- Extracted material
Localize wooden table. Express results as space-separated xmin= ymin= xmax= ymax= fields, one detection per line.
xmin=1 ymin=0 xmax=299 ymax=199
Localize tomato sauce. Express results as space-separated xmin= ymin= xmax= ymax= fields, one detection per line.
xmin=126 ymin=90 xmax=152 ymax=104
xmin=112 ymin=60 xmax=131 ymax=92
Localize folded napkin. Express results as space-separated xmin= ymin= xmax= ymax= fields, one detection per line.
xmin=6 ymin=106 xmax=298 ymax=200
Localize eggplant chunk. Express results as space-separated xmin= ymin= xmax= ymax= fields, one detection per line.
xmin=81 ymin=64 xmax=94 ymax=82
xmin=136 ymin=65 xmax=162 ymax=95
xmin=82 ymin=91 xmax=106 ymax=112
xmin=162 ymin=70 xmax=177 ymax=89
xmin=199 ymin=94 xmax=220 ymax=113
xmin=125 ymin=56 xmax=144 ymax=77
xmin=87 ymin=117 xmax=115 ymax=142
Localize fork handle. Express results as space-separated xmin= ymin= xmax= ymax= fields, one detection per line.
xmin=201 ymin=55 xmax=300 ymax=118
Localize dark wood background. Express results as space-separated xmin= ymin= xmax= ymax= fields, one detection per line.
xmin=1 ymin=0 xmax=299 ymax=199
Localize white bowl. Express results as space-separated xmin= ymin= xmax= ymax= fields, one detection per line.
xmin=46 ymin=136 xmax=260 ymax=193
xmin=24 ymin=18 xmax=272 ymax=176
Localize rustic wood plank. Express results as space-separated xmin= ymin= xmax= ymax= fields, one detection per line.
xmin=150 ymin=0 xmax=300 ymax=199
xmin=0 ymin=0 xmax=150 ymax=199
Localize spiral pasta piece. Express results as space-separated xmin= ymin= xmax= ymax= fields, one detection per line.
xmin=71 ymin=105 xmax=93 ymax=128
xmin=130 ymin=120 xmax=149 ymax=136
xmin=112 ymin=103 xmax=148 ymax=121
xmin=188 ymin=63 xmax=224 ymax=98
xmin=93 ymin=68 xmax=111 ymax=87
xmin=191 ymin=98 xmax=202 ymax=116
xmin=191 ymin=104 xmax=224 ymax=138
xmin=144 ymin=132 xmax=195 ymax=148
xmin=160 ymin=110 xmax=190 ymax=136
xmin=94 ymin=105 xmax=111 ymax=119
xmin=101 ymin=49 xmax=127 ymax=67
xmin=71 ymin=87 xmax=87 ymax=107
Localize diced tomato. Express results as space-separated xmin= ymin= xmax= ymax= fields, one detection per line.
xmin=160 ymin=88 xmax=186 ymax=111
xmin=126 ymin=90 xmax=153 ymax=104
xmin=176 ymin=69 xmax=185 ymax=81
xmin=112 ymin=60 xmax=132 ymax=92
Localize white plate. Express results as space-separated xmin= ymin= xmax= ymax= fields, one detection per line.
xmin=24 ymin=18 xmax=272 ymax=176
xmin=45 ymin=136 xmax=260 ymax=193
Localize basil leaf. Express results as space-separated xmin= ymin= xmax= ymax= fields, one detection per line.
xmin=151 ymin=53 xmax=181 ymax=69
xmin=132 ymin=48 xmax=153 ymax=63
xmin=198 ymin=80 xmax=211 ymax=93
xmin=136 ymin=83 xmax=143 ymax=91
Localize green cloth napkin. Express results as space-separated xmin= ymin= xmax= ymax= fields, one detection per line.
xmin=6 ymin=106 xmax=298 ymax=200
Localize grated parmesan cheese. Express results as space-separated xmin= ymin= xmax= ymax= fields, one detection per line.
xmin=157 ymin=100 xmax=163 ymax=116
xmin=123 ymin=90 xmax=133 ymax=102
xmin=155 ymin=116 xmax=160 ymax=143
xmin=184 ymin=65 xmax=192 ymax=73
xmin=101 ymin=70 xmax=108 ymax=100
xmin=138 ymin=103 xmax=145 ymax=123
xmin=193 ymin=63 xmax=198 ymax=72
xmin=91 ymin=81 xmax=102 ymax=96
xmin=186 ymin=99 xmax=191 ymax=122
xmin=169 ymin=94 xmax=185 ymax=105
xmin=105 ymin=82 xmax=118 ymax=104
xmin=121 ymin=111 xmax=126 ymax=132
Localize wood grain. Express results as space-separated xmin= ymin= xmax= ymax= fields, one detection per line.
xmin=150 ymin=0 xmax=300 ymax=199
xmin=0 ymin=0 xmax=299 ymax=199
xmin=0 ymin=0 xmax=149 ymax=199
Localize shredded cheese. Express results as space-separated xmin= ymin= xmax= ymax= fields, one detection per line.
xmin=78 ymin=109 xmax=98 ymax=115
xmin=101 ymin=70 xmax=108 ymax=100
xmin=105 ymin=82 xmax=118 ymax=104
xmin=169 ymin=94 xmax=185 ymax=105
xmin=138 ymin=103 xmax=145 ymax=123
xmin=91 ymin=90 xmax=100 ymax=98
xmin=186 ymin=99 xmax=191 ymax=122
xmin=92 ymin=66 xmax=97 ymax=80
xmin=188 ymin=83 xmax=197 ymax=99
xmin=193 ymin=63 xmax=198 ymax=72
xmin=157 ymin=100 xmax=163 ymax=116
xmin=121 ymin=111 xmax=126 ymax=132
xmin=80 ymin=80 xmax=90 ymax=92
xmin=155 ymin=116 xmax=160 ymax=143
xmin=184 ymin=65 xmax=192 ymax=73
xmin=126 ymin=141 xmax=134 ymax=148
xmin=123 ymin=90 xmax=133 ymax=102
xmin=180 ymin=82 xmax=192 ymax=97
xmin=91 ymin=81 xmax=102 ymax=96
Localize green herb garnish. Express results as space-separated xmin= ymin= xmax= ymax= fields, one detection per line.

- Problem
Output each line of the material above with no deviation.

- Written answer
Localize wooden table. Express results as space-separated xmin= ymin= xmax= ymax= fields, one detection per line.
xmin=1 ymin=0 xmax=299 ymax=199
Localize tomato sauce. Express results as space-separated xmin= ymin= xmax= ymax= fields, one detection per line.
xmin=126 ymin=90 xmax=152 ymax=104
xmin=112 ymin=60 xmax=131 ymax=92
Localize folded napkin. Express results as space-separated xmin= ymin= xmax= ymax= fields, one detection per line.
xmin=6 ymin=106 xmax=298 ymax=200
Localize eggplant chunk. Express results as space-separated xmin= ymin= xmax= ymax= fields, one detection per line.
xmin=81 ymin=64 xmax=94 ymax=82
xmin=136 ymin=65 xmax=162 ymax=95
xmin=82 ymin=91 xmax=106 ymax=112
xmin=162 ymin=70 xmax=177 ymax=89
xmin=199 ymin=94 xmax=220 ymax=113
xmin=125 ymin=56 xmax=144 ymax=77
xmin=87 ymin=117 xmax=115 ymax=142
Localize fork handle. Express results as space-separated xmin= ymin= xmax= ymax= fields, one detection per line.
xmin=201 ymin=55 xmax=300 ymax=118
Localize dark wood background. Express results as space-separated xmin= ymin= xmax= ymax= fields, one detection per line.
xmin=1 ymin=0 xmax=299 ymax=199
Localize white bowl. Express results as space-separated xmin= ymin= xmax= ymax= fields, one detection per line.
xmin=46 ymin=136 xmax=260 ymax=193
xmin=24 ymin=18 xmax=272 ymax=176
Localize rustic wood plank. Express results as space-separated xmin= ymin= xmax= ymax= fields, one detection per line.
xmin=150 ymin=0 xmax=300 ymax=199
xmin=0 ymin=0 xmax=150 ymax=199
Localize spiral pasta piece. Express results as space-separated xmin= ymin= xmax= ymax= fields, one detection per line.
xmin=71 ymin=105 xmax=93 ymax=128
xmin=130 ymin=120 xmax=149 ymax=136
xmin=112 ymin=103 xmax=148 ymax=121
xmin=188 ymin=63 xmax=224 ymax=98
xmin=93 ymin=68 xmax=111 ymax=87
xmin=191 ymin=98 xmax=202 ymax=116
xmin=191 ymin=104 xmax=224 ymax=138
xmin=144 ymin=132 xmax=195 ymax=148
xmin=160 ymin=110 xmax=190 ymax=136
xmin=94 ymin=105 xmax=111 ymax=119
xmin=101 ymin=49 xmax=127 ymax=67
xmin=71 ymin=87 xmax=87 ymax=107
Localize diced tomato. Express results as space-separated xmin= ymin= xmax= ymax= fields, one detection per line.
xmin=160 ymin=88 xmax=186 ymax=111
xmin=126 ymin=90 xmax=153 ymax=104
xmin=176 ymin=69 xmax=185 ymax=81
xmin=112 ymin=60 xmax=132 ymax=92
Localize white plate. Express results as space-separated xmin= ymin= xmax= ymax= fields, one detection per line.
xmin=24 ymin=18 xmax=272 ymax=176
xmin=45 ymin=136 xmax=260 ymax=193
Localize basil leaf. Express results as space-separated xmin= ymin= xmax= ymax= fields, one detection per line.
xmin=151 ymin=53 xmax=181 ymax=69
xmin=132 ymin=48 xmax=153 ymax=63
xmin=198 ymin=80 xmax=211 ymax=93
xmin=136 ymin=83 xmax=143 ymax=91
Localize green cloth napkin. Express results as space-separated xmin= ymin= xmax= ymax= fields, one detection per line.
xmin=6 ymin=106 xmax=298 ymax=200
Localize grated parmesan cheese. Express results as space-separated xmin= ymin= xmax= ymax= fields, one detection per line.
xmin=157 ymin=100 xmax=163 ymax=116
xmin=123 ymin=90 xmax=133 ymax=102
xmin=155 ymin=116 xmax=160 ymax=143
xmin=184 ymin=65 xmax=192 ymax=73
xmin=101 ymin=70 xmax=108 ymax=100
xmin=138 ymin=103 xmax=145 ymax=123
xmin=193 ymin=63 xmax=198 ymax=72
xmin=91 ymin=81 xmax=102 ymax=96
xmin=186 ymin=99 xmax=191 ymax=122
xmin=169 ymin=94 xmax=185 ymax=105
xmin=105 ymin=82 xmax=118 ymax=104
xmin=121 ymin=111 xmax=126 ymax=132
Localize wood grain. Express results as space-separated xmin= ymin= xmax= ymax= fields, one detection per line.
xmin=150 ymin=0 xmax=300 ymax=199
xmin=0 ymin=0 xmax=299 ymax=199
xmin=0 ymin=0 xmax=149 ymax=199
Localize shredded cheese. Express results as space-separated xmin= ymin= xmax= ymax= fields, one detection per line.
xmin=78 ymin=109 xmax=98 ymax=115
xmin=101 ymin=70 xmax=108 ymax=100
xmin=105 ymin=82 xmax=118 ymax=104
xmin=169 ymin=94 xmax=185 ymax=105
xmin=138 ymin=103 xmax=145 ymax=123
xmin=91 ymin=90 xmax=100 ymax=98
xmin=186 ymin=99 xmax=191 ymax=122
xmin=92 ymin=66 xmax=97 ymax=80
xmin=188 ymin=83 xmax=197 ymax=99
xmin=193 ymin=63 xmax=198 ymax=72
xmin=157 ymin=100 xmax=163 ymax=116
xmin=121 ymin=111 xmax=126 ymax=132
xmin=80 ymin=80 xmax=90 ymax=92
xmin=155 ymin=116 xmax=160 ymax=143
xmin=184 ymin=65 xmax=192 ymax=73
xmin=126 ymin=141 xmax=134 ymax=148
xmin=123 ymin=90 xmax=133 ymax=102
xmin=180 ymin=82 xmax=192 ymax=97
xmin=91 ymin=81 xmax=102 ymax=96
Localize green herb garnish. Express results as space-separated xmin= ymin= xmax= ymax= fields, one detection per line.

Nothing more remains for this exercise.